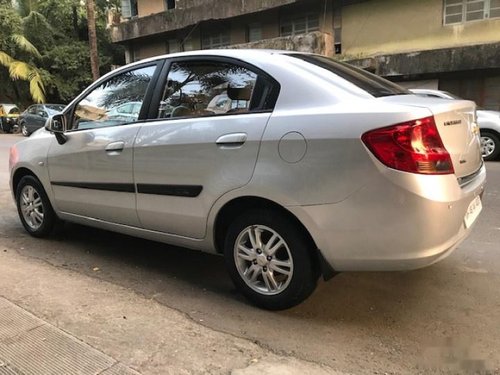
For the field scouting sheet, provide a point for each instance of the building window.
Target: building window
(254, 32)
(459, 11)
(215, 40)
(299, 25)
(129, 8)
(169, 4)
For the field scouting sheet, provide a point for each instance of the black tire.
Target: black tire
(303, 274)
(36, 225)
(6, 127)
(24, 129)
(490, 145)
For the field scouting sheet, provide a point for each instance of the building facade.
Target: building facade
(452, 45)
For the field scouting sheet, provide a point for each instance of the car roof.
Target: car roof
(8, 105)
(248, 55)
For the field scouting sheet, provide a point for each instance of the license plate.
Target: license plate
(473, 211)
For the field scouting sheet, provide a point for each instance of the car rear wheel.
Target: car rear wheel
(24, 130)
(490, 145)
(270, 259)
(34, 208)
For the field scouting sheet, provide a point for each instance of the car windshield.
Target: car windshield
(372, 84)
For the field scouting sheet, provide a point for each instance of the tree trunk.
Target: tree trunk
(94, 55)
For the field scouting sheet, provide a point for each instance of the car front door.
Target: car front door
(191, 155)
(91, 174)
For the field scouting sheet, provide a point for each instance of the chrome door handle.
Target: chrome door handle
(114, 148)
(231, 140)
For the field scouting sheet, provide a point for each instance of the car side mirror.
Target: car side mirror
(56, 124)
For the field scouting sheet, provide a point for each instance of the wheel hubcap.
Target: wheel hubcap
(263, 260)
(487, 146)
(31, 207)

Work to be completed — Every line of the listing above is to be retyped exactly, but the pictures are to be dropped.

Solution to this problem —
For the field scouting sheet, provide a point for each instance of the building window.
Target: building window
(254, 32)
(459, 11)
(215, 40)
(299, 25)
(129, 8)
(169, 4)
For the field scouting sheet, provide a point for each instance of the black tire.
Target: black tire
(303, 274)
(36, 225)
(6, 127)
(24, 129)
(490, 145)
For the field scouting sheet, provide a point for each instance of the building facade.
Target: building facade
(452, 45)
For the field scouting sheet, provide a point for each instance of the car roof.
Target: car roof
(8, 105)
(248, 55)
For the field scouting sheet, provide a point for each instance of the license plate.
Target: license plate
(473, 211)
For the field scouting sheet, provide a point for each instance of the car rear wheel.
Target: car rear wheel
(24, 130)
(490, 145)
(270, 259)
(34, 208)
For the field scouting sheet, provide a point for each instance of the car windshield.
Target: car windshield
(372, 84)
For the field scouting sheet, provide a point for each instance of the tree trunk.
Target: tree trunk
(94, 55)
For the field scouting sheet, provide a point for each instance of the car front door.
Target: car front door
(191, 155)
(91, 174)
For the field scouting sheet, provide a point for each instance of the chrome door handle.
Target: chrome door handle
(114, 148)
(231, 140)
For the field scouting sheet, provide a point for each instance of the car side mirror.
Target: car side mirror
(56, 124)
For the field scouting sheet, provide a point for each instance of the wheel hubcap.
Target: wheel hubcap
(263, 260)
(487, 146)
(31, 207)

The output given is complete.